→ Goal of the exercise:
Reproduce the records from their start through the line that contains "24), (0, 39)]", requests included, and shift every coordinate in the answer outlines by adding -24 to it while keeping the requests and their sample outputs unchanged. Leave the pictures out of your answer.

======== Information given ========

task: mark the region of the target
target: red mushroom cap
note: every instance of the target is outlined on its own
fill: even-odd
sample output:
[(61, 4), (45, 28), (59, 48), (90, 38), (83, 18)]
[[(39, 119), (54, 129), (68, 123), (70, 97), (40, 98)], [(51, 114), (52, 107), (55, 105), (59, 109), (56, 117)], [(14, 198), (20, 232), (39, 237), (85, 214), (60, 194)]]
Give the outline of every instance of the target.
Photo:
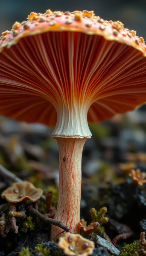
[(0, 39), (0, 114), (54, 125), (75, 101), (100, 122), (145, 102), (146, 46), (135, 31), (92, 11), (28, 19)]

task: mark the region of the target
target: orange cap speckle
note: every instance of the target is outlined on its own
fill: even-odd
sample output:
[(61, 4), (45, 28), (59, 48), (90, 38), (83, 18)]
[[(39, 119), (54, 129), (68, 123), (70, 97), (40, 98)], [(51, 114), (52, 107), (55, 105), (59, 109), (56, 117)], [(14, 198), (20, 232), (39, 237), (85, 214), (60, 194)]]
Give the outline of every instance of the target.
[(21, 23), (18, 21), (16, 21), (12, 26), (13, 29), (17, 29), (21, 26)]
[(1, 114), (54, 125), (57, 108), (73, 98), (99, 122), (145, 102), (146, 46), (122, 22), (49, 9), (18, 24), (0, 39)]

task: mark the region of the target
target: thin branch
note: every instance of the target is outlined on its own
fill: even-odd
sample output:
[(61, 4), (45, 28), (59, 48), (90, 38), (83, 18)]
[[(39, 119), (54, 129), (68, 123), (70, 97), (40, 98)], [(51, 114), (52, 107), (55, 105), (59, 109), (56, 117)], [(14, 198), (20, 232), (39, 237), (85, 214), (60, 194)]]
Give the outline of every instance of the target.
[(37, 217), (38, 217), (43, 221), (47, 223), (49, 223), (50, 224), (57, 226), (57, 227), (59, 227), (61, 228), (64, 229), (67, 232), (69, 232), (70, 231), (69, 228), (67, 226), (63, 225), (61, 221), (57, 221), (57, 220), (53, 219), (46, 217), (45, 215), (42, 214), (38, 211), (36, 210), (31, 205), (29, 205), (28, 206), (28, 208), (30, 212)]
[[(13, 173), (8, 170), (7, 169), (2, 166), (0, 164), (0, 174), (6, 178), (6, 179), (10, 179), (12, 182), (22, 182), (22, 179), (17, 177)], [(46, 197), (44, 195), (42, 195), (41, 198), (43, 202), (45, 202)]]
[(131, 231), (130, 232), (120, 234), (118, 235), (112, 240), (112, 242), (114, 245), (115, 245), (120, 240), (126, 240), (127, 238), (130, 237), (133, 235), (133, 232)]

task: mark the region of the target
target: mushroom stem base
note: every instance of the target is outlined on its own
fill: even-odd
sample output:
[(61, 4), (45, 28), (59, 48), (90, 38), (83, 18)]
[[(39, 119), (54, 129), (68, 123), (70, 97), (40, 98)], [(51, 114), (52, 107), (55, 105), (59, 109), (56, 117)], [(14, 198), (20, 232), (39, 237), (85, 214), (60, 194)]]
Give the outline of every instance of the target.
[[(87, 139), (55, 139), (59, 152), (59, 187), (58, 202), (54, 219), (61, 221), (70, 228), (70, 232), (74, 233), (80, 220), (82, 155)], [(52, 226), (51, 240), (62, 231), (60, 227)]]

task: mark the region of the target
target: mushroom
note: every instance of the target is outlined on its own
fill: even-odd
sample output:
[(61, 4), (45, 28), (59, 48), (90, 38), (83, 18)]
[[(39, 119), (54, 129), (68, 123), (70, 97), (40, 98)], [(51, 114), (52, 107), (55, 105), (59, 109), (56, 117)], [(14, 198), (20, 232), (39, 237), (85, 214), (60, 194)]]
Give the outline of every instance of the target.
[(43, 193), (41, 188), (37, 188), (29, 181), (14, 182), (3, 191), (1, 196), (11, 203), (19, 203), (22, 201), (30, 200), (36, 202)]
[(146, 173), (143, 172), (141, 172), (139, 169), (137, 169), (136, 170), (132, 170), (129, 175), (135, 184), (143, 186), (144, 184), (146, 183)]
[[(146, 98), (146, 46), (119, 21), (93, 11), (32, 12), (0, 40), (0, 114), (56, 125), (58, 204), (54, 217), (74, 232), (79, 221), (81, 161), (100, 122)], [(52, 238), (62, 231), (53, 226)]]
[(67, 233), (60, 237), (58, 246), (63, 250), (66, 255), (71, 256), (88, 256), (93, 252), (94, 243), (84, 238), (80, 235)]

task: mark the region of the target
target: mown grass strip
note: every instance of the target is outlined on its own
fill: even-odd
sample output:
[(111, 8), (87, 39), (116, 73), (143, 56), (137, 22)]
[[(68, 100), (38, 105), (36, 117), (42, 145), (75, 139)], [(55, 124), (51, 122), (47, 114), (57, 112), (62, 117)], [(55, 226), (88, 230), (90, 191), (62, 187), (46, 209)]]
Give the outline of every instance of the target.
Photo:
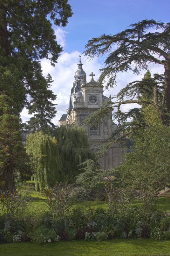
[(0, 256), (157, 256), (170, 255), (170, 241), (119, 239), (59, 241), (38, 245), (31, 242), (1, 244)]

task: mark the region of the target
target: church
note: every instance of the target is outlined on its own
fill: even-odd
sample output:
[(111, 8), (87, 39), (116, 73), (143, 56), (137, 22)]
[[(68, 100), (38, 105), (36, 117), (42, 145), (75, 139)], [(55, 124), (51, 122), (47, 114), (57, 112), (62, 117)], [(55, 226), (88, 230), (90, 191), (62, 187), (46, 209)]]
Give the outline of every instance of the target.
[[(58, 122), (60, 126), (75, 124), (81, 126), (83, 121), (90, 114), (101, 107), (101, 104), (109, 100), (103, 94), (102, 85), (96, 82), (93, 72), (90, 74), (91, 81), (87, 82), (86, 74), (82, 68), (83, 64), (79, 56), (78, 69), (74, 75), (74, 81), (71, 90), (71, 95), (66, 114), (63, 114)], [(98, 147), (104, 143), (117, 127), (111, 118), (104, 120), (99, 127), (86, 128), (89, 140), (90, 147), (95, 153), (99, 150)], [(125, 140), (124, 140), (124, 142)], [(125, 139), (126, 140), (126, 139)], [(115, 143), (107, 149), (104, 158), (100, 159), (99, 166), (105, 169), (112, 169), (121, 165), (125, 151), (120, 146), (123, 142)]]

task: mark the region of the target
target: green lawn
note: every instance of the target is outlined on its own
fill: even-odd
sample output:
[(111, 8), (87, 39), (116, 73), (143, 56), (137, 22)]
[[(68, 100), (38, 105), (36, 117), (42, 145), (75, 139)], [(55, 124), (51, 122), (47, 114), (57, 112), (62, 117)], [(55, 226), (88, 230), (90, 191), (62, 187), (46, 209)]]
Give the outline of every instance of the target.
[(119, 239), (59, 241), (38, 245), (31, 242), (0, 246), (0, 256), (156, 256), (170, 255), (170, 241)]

========

→ Completed task:
task: mark the region of the target
target: red mushroom cap
note: every instance of the target is outlined on its own
fill: even-odd
sample output:
[(61, 4), (45, 28), (59, 48), (90, 38), (83, 18)]
[[(39, 119), (54, 129), (68, 123), (70, 97), (40, 98)], [(51, 114), (52, 107), (55, 105), (59, 109), (56, 117)], [(14, 198), (20, 232), (39, 237), (85, 214), (60, 194)]]
Give the outline of every instance of the target.
Photo:
[(-24, 15), (-24, 90), (30, 101), (51, 77), (76, 98), (121, 78), (122, 22), (111, 7), (68, -13), (4, -5)]

task: mark the region of the target
target: orange cap speckle
note: every instance of the target is outlined on its own
fill: even-odd
sample output:
[(61, 4), (45, 28), (59, 48), (90, 38), (83, 18)]
[[(39, 119), (54, 129), (68, 123), (70, 97), (40, 98)], [(51, 114), (52, 107), (55, 105), (59, 109), (56, 117)], [(14, 198), (20, 232), (39, 237), (85, 214), (60, 194)]]
Give the outline of every instance of the target.
[(-3, -1), (-6, -3), (-8, -3), (-12, 2), (-11, 5), (-7, 5), (-3, 2)]
[(-23, 90), (30, 101), (33, 84), (49, 74), (75, 98), (121, 78), (122, 22), (98, -2), (25, -15), (-6, 0), (-24, 15)]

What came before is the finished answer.